- _Supplied material_
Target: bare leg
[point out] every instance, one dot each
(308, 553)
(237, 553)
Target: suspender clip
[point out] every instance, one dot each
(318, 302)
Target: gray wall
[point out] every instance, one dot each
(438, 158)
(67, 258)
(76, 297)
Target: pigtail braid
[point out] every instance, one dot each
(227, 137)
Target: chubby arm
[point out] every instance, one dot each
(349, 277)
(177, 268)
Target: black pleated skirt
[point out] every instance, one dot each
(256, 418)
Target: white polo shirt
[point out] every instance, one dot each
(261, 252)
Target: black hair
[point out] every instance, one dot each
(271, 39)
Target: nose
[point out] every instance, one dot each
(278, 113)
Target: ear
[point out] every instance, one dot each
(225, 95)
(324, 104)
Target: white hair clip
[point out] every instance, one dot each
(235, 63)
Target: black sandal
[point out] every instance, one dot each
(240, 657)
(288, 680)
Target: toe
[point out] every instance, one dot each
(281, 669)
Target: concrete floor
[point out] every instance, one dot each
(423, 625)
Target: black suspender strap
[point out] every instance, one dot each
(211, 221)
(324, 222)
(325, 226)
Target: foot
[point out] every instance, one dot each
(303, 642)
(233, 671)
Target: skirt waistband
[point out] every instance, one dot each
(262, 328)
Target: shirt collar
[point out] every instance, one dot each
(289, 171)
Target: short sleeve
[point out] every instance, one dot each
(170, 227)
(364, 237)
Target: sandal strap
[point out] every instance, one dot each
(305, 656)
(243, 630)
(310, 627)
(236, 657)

- _Exercise task_
Return every line of the listing exactly as it appears, from the line containing "Target: foot" down to the end of the listing, including both of those ends.

- _Answer below_
Target: foot
[point out] every instance, one dot each
(303, 642)
(233, 671)
Target: skirt waistband
[point out] every instance, one dot each
(262, 328)
Target: shirt collar
[point out] every instance, one dot each
(289, 171)
Target: short sleeve
[point out] every instance, one dot each
(170, 227)
(364, 237)
Target: sandal strap
[point out] every instance, one dot each
(305, 656)
(243, 630)
(310, 627)
(236, 657)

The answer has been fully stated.